What you are asked to do: State how many lines of the entries hold the string "wall", and nothing more.

START Exercise materials

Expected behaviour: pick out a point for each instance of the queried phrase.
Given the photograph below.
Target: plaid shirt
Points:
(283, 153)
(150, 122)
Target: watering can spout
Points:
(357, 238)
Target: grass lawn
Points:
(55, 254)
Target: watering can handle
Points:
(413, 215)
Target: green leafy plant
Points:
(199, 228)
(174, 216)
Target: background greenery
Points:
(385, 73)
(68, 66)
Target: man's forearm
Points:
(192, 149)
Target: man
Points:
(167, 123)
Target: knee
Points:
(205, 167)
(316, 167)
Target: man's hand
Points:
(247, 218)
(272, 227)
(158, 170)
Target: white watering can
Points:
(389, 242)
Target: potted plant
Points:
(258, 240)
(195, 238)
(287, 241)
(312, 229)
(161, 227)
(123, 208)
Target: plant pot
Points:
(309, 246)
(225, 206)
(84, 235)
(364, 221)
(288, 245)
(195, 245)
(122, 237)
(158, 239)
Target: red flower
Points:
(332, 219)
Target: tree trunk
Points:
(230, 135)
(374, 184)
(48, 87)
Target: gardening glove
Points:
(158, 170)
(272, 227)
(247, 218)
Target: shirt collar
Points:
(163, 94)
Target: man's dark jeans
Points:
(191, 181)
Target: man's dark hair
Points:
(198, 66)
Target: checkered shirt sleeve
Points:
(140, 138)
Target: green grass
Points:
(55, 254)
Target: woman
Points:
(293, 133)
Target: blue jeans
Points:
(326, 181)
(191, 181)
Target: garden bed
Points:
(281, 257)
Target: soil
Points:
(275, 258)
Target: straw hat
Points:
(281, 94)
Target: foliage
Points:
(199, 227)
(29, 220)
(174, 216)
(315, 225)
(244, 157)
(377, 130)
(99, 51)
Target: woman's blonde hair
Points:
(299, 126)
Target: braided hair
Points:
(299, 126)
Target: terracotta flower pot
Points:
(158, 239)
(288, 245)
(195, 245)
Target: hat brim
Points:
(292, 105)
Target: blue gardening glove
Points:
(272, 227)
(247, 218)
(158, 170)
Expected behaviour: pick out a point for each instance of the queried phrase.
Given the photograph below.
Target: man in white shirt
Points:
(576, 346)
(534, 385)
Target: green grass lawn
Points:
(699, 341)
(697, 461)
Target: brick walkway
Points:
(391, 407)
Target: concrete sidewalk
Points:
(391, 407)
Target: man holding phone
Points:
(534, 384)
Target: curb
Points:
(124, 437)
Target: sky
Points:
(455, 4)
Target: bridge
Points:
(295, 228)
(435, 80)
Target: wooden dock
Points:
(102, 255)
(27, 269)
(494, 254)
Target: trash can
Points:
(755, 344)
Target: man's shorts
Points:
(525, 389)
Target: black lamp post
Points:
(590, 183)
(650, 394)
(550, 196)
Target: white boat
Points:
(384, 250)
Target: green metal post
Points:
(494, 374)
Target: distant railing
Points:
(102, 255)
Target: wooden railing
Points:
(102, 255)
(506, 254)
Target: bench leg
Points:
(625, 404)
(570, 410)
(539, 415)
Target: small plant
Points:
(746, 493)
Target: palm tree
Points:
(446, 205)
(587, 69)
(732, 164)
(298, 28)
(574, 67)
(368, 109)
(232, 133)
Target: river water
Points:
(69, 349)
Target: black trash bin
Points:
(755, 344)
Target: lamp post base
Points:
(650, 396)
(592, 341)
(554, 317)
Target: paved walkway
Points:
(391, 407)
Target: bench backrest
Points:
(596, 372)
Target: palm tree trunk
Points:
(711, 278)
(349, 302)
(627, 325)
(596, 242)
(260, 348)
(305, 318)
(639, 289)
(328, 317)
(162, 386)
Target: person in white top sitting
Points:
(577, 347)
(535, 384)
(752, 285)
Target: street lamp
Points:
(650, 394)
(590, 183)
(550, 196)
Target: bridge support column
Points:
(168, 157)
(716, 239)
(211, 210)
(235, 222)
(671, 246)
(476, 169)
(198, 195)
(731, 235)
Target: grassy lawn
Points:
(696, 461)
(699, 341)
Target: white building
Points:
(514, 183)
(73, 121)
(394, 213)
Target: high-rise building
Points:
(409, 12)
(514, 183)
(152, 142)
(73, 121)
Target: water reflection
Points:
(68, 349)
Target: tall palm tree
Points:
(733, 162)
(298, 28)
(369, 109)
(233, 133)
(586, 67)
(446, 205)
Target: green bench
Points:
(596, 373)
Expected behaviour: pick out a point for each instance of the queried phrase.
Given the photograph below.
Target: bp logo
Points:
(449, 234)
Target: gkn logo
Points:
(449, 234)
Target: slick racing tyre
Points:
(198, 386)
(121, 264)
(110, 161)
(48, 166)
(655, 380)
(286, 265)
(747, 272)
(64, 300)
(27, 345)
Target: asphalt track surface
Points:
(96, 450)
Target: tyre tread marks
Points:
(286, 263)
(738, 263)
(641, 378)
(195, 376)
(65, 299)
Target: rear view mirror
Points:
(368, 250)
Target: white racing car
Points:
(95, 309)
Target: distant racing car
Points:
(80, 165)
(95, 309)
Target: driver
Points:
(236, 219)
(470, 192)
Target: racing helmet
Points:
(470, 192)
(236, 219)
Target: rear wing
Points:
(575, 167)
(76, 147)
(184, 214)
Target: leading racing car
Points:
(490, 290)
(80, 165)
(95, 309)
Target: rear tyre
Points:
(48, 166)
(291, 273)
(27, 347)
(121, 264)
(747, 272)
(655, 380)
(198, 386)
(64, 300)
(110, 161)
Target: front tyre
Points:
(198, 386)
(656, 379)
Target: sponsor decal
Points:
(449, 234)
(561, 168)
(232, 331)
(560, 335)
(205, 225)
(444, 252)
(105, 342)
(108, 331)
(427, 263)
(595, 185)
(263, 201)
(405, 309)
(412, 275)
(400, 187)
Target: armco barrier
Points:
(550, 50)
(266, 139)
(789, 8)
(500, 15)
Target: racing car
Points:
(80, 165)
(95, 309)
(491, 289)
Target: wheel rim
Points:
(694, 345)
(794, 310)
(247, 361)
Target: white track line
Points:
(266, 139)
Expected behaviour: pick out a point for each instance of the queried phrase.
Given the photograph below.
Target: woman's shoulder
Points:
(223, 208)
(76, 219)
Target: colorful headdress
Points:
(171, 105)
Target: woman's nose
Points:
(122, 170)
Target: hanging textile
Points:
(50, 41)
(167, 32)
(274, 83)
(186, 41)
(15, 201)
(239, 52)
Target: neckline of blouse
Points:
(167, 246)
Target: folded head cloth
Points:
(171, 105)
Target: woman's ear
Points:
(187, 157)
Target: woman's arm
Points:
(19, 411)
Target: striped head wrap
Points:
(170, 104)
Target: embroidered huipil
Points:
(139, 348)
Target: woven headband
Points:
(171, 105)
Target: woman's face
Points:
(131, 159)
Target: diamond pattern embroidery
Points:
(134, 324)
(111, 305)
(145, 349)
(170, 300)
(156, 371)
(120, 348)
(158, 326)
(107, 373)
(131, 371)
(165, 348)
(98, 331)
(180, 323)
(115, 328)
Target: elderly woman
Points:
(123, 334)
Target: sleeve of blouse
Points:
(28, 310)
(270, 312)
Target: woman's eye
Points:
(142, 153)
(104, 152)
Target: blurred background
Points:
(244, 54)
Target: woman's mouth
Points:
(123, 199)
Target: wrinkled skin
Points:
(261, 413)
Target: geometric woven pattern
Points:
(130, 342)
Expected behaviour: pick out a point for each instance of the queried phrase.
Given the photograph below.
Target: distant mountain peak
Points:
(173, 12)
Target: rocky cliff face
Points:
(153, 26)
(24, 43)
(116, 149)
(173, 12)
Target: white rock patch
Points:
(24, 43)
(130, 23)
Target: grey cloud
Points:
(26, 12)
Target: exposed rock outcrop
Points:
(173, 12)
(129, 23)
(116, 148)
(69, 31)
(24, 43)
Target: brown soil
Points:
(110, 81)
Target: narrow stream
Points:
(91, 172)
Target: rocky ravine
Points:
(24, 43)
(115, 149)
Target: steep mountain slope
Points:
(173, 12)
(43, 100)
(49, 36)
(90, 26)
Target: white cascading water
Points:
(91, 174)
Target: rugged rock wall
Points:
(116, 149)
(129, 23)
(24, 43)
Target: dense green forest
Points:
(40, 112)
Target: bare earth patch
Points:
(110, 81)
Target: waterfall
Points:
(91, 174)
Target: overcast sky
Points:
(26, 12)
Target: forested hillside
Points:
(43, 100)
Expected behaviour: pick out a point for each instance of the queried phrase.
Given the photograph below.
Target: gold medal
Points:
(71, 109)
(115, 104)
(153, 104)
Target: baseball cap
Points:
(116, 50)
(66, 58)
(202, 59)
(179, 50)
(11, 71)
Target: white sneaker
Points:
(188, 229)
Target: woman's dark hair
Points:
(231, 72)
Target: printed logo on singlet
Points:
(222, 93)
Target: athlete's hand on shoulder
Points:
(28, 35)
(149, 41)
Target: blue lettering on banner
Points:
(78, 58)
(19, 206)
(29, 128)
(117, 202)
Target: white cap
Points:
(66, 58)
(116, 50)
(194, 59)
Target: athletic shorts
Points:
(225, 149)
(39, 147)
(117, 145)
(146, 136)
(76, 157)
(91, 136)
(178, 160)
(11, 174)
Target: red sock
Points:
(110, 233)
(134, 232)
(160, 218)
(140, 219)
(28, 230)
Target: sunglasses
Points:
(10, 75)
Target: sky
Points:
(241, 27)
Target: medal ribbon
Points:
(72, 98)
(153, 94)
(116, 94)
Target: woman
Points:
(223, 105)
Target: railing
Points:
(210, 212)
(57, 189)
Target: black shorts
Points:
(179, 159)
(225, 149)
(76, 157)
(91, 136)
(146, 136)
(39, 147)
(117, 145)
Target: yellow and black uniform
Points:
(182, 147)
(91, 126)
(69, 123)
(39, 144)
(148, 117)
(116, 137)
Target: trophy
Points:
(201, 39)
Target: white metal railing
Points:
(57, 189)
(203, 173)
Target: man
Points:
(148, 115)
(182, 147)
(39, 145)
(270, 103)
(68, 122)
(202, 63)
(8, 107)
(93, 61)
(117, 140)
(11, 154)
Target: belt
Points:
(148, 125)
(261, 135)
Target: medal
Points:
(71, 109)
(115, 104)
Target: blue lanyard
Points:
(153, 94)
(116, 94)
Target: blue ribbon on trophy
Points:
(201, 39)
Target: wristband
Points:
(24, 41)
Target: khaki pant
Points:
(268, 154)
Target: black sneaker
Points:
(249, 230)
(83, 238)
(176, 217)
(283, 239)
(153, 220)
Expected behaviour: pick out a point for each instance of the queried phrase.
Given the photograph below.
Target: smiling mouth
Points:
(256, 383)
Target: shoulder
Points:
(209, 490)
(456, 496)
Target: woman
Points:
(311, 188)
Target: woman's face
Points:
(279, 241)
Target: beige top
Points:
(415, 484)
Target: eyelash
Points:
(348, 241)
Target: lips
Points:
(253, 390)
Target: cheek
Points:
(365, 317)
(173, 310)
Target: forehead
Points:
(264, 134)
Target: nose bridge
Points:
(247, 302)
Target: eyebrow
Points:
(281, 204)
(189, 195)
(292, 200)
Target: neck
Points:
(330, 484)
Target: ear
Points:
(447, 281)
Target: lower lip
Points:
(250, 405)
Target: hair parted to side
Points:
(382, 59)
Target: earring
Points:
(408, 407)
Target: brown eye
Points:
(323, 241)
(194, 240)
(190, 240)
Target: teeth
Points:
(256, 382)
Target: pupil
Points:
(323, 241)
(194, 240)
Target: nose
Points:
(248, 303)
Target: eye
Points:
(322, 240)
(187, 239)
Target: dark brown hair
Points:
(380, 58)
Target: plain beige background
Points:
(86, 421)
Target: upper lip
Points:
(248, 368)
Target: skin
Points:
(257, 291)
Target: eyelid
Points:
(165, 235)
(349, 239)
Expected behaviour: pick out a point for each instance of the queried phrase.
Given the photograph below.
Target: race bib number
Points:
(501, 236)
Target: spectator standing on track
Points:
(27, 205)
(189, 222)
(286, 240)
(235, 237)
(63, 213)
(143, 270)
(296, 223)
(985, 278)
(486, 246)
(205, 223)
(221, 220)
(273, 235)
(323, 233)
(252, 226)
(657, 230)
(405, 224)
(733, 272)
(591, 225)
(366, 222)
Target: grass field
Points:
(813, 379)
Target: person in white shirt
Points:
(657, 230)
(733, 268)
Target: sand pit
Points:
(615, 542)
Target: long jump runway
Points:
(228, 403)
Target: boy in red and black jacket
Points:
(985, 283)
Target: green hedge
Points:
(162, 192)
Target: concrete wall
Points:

END Exercise materials

Solved exercise: 2